(Stored records)
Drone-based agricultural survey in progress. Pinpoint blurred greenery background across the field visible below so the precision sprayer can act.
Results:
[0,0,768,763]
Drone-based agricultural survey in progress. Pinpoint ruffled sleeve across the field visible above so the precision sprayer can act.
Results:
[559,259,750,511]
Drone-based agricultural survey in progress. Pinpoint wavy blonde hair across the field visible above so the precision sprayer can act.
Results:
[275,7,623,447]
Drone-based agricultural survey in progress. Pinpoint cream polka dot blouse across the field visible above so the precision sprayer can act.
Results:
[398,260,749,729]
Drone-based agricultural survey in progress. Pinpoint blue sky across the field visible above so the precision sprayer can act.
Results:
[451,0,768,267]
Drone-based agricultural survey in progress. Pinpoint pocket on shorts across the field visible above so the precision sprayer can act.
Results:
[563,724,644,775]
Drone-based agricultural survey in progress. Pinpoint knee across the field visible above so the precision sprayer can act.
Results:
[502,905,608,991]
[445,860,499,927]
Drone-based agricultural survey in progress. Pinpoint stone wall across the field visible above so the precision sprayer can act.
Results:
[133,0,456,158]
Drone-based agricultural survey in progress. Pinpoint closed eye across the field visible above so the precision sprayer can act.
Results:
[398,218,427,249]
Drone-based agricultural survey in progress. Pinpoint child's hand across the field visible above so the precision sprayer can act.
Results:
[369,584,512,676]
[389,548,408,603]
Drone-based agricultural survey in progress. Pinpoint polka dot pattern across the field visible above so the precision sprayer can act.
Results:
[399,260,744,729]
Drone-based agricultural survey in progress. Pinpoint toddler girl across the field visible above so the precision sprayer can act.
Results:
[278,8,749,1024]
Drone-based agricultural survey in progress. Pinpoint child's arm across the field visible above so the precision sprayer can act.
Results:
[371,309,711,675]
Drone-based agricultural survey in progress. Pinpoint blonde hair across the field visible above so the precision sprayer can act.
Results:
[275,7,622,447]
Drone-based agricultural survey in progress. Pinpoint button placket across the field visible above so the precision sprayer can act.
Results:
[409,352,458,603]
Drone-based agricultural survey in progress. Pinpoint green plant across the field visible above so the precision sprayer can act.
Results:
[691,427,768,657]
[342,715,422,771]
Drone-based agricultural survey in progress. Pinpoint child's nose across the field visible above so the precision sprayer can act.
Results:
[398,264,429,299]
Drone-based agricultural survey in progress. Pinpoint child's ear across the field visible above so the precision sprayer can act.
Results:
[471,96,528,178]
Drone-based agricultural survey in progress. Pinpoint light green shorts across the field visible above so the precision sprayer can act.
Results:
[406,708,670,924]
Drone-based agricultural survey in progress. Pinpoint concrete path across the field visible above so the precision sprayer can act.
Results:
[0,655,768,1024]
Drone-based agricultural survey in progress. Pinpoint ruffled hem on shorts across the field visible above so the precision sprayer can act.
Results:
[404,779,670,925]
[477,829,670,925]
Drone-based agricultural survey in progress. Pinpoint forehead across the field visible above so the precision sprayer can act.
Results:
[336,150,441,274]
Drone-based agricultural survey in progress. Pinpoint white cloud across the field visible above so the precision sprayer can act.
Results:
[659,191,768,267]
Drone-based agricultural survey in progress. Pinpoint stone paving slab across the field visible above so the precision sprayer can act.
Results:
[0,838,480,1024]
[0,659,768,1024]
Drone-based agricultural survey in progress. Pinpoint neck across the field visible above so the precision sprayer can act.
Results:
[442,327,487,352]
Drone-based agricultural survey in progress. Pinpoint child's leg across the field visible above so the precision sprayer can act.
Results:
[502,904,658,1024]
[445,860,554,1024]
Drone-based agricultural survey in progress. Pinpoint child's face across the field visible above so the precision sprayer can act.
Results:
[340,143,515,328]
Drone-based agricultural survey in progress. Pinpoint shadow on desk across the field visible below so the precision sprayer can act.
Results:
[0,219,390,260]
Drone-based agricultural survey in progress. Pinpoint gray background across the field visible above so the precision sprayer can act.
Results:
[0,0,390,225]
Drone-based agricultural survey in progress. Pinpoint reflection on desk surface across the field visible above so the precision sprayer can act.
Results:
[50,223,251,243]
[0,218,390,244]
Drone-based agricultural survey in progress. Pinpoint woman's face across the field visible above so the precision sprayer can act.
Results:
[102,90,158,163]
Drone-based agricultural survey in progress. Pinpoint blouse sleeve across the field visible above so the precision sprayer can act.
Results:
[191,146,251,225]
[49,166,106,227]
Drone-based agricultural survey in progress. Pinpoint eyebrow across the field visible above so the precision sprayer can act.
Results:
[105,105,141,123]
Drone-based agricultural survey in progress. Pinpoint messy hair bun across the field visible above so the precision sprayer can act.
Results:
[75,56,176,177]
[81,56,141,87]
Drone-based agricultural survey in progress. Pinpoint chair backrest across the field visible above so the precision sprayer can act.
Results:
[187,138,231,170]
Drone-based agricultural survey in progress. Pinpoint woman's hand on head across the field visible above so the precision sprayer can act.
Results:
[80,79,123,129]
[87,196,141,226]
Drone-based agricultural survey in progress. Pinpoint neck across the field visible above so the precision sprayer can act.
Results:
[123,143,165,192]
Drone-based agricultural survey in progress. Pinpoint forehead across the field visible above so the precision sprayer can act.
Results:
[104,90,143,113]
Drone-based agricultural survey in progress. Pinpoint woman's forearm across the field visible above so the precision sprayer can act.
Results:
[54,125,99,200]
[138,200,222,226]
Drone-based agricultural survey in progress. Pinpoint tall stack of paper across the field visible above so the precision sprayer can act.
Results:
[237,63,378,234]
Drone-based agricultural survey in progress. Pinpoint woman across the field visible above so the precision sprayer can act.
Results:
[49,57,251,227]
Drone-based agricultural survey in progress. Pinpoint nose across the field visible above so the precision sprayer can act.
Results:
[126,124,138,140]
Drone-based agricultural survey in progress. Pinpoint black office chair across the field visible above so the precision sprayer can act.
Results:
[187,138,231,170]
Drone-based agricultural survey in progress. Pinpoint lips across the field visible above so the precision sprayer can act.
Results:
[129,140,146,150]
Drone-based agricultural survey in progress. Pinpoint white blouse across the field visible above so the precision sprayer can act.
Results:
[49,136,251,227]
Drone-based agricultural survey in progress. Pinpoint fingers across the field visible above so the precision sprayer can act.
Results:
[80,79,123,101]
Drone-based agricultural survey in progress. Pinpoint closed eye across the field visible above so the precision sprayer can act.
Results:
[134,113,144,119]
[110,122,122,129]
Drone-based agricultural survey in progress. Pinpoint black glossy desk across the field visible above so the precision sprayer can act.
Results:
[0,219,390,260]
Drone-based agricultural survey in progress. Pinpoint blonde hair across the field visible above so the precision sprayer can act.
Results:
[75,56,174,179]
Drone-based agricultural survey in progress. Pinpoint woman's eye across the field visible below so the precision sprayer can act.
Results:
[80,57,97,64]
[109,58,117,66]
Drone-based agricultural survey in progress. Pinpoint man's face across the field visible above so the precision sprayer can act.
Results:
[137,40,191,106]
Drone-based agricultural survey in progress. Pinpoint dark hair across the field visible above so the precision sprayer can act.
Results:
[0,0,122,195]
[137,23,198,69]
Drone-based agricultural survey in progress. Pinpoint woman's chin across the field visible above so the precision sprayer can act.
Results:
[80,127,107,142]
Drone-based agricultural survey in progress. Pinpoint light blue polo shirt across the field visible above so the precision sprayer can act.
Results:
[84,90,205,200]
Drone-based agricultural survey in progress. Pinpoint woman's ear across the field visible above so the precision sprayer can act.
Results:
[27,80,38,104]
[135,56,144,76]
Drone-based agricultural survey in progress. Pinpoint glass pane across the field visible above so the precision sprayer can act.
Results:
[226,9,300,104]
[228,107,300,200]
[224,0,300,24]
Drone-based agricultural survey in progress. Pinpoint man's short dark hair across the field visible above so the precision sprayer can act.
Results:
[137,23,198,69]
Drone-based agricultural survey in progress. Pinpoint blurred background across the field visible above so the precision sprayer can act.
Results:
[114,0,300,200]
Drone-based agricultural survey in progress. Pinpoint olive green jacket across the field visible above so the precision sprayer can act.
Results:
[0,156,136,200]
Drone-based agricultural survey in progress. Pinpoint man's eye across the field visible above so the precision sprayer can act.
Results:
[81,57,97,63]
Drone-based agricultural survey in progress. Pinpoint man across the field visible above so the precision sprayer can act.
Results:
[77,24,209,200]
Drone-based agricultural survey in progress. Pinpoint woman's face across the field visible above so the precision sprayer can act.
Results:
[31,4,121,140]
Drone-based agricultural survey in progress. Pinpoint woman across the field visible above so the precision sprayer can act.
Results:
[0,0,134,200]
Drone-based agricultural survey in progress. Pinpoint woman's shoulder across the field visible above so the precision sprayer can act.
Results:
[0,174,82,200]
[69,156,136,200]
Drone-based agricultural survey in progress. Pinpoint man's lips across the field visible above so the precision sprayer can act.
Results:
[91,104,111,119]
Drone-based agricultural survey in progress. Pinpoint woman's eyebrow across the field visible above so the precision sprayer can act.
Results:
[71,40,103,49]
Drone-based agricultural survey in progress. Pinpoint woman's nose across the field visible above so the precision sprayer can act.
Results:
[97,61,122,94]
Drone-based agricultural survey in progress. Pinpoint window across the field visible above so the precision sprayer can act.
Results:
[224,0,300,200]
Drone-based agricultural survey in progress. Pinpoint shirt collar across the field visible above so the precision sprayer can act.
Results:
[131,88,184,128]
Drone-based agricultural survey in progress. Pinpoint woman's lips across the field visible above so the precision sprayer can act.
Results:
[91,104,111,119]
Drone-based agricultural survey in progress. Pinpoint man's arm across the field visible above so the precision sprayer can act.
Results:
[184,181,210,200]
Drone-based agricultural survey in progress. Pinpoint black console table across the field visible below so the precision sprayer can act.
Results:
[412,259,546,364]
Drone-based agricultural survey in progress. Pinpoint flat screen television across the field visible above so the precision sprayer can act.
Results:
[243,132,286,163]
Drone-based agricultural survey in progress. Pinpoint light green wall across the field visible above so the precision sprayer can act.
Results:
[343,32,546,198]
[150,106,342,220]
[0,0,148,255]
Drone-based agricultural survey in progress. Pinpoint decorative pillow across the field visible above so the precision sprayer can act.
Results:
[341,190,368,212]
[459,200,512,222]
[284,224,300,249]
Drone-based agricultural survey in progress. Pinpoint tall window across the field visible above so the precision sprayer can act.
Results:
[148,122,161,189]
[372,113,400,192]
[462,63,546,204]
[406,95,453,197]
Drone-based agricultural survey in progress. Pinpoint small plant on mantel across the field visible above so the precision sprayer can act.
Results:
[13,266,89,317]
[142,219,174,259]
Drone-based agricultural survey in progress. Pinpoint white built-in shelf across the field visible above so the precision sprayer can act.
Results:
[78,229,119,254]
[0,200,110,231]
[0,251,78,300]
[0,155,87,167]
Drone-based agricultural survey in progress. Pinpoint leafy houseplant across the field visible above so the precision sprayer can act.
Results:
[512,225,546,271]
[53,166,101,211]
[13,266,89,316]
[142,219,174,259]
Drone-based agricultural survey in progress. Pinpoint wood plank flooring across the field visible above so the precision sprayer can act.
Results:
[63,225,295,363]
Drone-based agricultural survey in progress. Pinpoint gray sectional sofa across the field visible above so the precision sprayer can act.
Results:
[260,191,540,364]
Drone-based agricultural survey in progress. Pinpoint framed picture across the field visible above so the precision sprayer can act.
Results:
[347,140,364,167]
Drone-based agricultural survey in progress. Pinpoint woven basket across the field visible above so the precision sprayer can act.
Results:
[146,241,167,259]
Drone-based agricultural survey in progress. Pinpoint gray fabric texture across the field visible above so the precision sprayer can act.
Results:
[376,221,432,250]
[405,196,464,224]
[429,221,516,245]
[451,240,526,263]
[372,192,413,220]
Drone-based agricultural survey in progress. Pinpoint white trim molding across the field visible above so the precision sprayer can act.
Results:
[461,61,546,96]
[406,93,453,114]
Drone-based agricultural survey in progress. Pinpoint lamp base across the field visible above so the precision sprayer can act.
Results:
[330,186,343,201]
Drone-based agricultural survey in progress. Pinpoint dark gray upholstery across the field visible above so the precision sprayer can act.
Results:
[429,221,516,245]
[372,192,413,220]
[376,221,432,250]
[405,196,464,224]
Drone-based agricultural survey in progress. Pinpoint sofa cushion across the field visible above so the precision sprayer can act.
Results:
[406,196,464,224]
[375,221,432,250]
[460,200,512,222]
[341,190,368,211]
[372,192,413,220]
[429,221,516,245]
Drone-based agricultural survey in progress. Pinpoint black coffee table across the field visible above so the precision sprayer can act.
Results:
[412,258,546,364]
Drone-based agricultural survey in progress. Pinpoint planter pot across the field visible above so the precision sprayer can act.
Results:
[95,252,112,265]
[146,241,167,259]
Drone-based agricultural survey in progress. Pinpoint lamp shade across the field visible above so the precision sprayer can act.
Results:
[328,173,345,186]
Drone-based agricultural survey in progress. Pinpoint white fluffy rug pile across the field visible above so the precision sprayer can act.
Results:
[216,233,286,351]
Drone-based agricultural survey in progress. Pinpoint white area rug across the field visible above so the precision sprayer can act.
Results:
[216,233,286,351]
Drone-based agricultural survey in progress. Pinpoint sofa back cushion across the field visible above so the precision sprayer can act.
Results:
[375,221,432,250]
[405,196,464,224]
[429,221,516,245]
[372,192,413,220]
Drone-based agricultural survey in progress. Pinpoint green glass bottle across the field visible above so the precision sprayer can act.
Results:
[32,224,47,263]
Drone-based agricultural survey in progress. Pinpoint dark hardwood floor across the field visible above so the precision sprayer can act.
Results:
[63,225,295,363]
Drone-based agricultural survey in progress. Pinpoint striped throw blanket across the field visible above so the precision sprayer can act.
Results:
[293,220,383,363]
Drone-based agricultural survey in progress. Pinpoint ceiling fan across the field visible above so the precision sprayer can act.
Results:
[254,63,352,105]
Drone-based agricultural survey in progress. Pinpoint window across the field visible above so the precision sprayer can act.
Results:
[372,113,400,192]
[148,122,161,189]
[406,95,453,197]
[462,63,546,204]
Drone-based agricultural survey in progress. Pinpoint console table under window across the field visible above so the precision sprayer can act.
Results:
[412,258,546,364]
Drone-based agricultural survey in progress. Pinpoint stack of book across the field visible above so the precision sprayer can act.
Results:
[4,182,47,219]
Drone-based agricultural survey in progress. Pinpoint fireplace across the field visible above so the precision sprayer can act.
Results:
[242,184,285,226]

**TASK TO COMPLETE**
Update everything from "Drone-based agricultural survey in progress. Pinpoint polka" down to "[275,7,622,447]" by putting "young girl" in place of "toddler girl" and leaving all else unchanged. Give back only those lines.

**TASK ANSWER**
Drone-based agricultural survey in progress. Pinpoint polka dot pattern across the field visible above so the precision sprayer can act.
Results:
[399,260,744,729]
Drone-based agricultural survey in progress. Pinpoint young girl across the field visible above so the precision sprayer can act.
Results:
[278,8,749,1024]
Drone-based agricultural survey in progress. Pinpoint child's arm across the field visible above so the precision sprayer can act.
Results:
[371,309,711,675]
Drone-based agricultural survey in progress. Pinpoint blonde hair across the field visible above so the precision sprayer can act.
Results:
[275,7,622,447]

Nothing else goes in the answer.